§ Work task
Word for word, repeat everything in the records below except the pictures.

§ Dataset entries
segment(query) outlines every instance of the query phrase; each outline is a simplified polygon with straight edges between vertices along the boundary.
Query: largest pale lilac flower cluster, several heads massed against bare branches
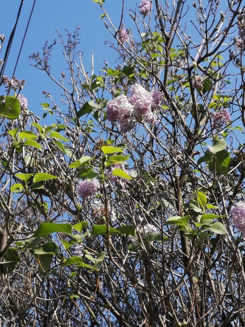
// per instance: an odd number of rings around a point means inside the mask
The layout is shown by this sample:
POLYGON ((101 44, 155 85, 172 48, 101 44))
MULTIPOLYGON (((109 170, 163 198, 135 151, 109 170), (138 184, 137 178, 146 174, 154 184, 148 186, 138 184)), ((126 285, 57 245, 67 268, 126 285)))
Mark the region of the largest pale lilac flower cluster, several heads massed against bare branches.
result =
POLYGON ((113 100, 109 100, 106 106, 106 116, 109 121, 119 122, 119 129, 126 133, 133 129, 137 119, 144 119, 147 123, 154 125, 157 116, 155 110, 163 100, 164 95, 159 90, 147 91, 140 84, 131 86, 131 95, 119 95, 113 100))

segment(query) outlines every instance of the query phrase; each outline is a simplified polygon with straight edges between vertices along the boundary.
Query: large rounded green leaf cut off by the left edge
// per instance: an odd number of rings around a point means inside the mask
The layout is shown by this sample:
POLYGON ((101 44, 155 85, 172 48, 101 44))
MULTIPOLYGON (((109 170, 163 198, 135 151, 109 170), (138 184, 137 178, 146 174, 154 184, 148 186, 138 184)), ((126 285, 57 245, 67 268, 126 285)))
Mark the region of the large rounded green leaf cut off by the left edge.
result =
POLYGON ((0 116, 7 119, 17 119, 20 115, 20 100, 15 96, 5 96, 0 97, 0 116), (11 108, 11 109, 9 109, 11 108))

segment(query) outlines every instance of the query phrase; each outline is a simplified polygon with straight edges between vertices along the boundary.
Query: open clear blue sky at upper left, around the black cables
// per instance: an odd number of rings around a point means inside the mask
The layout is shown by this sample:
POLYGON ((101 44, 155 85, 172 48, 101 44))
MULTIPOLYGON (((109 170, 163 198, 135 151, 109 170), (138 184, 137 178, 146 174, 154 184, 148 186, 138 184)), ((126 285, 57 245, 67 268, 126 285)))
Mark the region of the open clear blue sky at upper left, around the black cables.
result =
MULTIPOLYGON (((139 4, 140 1, 138 1, 139 4)), ((0 53, 0 59, 3 59, 9 36, 16 21, 21 0, 2 0, 1 1, 1 23, 0 34, 5 35, 5 42, 0 53)), ((124 19, 126 28, 133 25, 128 12, 135 9, 137 1, 125 0, 124 19)), ((15 62, 18 56, 20 45, 24 36, 25 27, 31 12, 33 0, 25 0, 18 26, 15 32, 10 55, 4 75, 11 77, 15 62)), ((115 26, 119 26, 121 18, 122 1, 106 0, 104 7, 108 14, 113 18, 115 26)), ((52 43, 56 38, 58 40, 56 29, 65 36, 65 28, 73 32, 77 26, 80 26, 81 43, 78 49, 83 51, 83 62, 86 71, 91 71, 91 52, 94 52, 94 69, 95 72, 102 68, 103 61, 109 62, 113 67, 117 58, 117 53, 113 51, 105 41, 113 42, 113 37, 107 31, 103 21, 100 18, 102 14, 100 6, 91 0, 37 0, 32 18, 29 24, 24 46, 18 62, 15 76, 18 79, 25 79, 26 83, 21 92, 28 99, 28 109, 35 114, 42 116, 42 102, 48 102, 42 95, 42 91, 50 92, 60 104, 61 89, 52 82, 43 71, 30 66, 29 55, 33 52, 41 52, 45 41, 52 43)), ((62 55, 62 45, 57 42, 54 47, 51 59, 51 74, 59 79, 60 72, 66 72, 66 65, 62 55)), ((4 94, 3 86, 0 90, 4 94)))

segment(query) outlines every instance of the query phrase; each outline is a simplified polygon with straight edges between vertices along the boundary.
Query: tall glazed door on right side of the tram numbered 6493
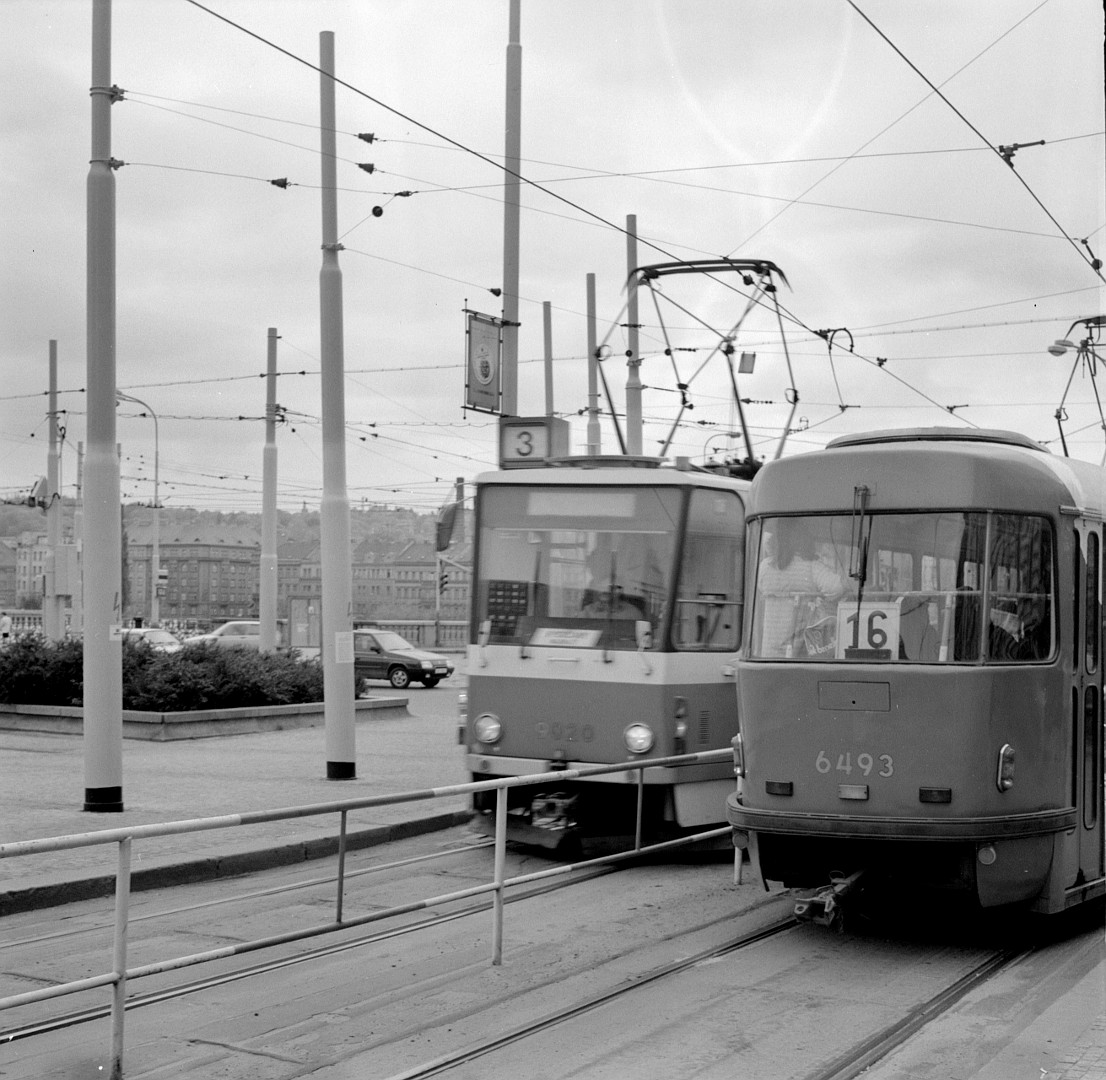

§ Your response
segment(query) outlines every instance of the query phrase; each outline is a simplified polygon with straight edges between vertices along the boundary.
Query: largest pale lilac flower cluster, several heads massed against bare branches
// per instance: an odd number of rings around a point means inside the mask
The layout is shown by this sample:
POLYGON ((101 44, 155 85, 172 48, 101 44))
MULTIPOLYGON (((109 170, 163 198, 135 151, 109 170), (138 184, 137 178, 146 174, 154 184, 148 186, 138 184)), ((126 285, 57 245, 67 268, 126 285)))
Mark the region of the largest pale lilac flower cluster, several heads massed against bare branches.
result =
POLYGON ((113 100, 109 100, 106 106, 106 116, 109 121, 119 122, 119 129, 126 133, 133 129, 137 119, 144 119, 147 123, 154 125, 157 116, 155 110, 163 100, 164 95, 159 90, 147 91, 140 84, 131 86, 131 95, 119 95, 113 100))

segment(query) outlines every instance of the query phrase; each outline is a simplified polygon with straight edges between vertices along the boundary.
Query: large rounded green leaf cut off by the left edge
// per instance: an odd number of rings around a point means inside the mask
The layout is shown by this sample:
POLYGON ((101 44, 155 85, 172 48, 101 44))
MULTIPOLYGON (((109 170, 163 198, 135 151, 109 170), (138 184, 137 178, 146 174, 154 184, 148 186, 138 184)), ((126 285, 57 245, 67 268, 126 285)))
Mark the region of the large rounded green leaf cut off by the left edge.
result =
POLYGON ((0 116, 7 119, 17 119, 20 115, 20 100, 15 96, 5 96, 0 97, 0 116), (11 108, 11 109, 9 109, 11 108))

segment(query) outlines every instance of the query phrase; each outline is a simplified polygon with straight edges between vertices along the boundary.
Query: open clear blue sky at upper left, around the black cables
// per instance: an odd number of rings around a point means inside the mask
The layout is shown by this sample:
POLYGON ((101 44, 155 85, 172 48, 101 44))
MULTIPOLYGON (((109 170, 163 198, 135 151, 109 170), (138 184, 137 178, 146 174, 154 184, 148 186, 138 184)), ((126 285, 57 245, 67 268, 126 285)))
Mark the region of the open clear blue sky at upper left, around the black cables.
result =
MULTIPOLYGON (((139 4, 140 1, 138 1, 139 4)), ((0 53, 0 59, 3 59, 9 36, 16 21, 21 0, 2 0, 1 1, 1 23, 0 34, 5 35, 5 42, 0 53)), ((124 19, 126 28, 133 25, 128 12, 135 9, 137 1, 125 0, 124 19)), ((15 62, 18 56, 20 45, 24 36, 25 27, 31 12, 33 0, 25 0, 18 26, 15 32, 10 55, 4 75, 11 77, 15 62)), ((115 26, 119 26, 121 18, 122 1, 106 0, 104 7, 108 14, 113 18, 115 26)), ((52 43, 56 38, 58 40, 56 29, 65 36, 65 28, 73 32, 77 26, 80 26, 81 43, 78 49, 83 51, 83 62, 86 71, 91 71, 91 52, 94 52, 94 69, 95 72, 102 68, 103 61, 109 62, 113 67, 117 58, 117 53, 113 51, 105 41, 113 42, 113 37, 107 31, 103 21, 100 18, 102 14, 100 6, 91 0, 37 0, 32 18, 29 24, 24 46, 18 62, 15 76, 18 79, 25 79, 26 83, 21 92, 28 99, 28 109, 35 114, 42 116, 42 102, 48 102, 42 95, 42 91, 50 92, 60 104, 61 89, 52 82, 43 71, 30 66, 29 55, 33 52, 41 52, 45 41, 52 43)), ((62 55, 62 45, 57 42, 54 47, 51 59, 51 74, 59 79, 60 72, 66 72, 66 65, 62 55)), ((4 94, 3 86, 0 90, 4 94)))

segment(query) outlines every instance of the query phrase; each outline is a simplified polygon with straight edges between vertices along the boundary.
Query: tall glazed door on right side of the tram numbered 6493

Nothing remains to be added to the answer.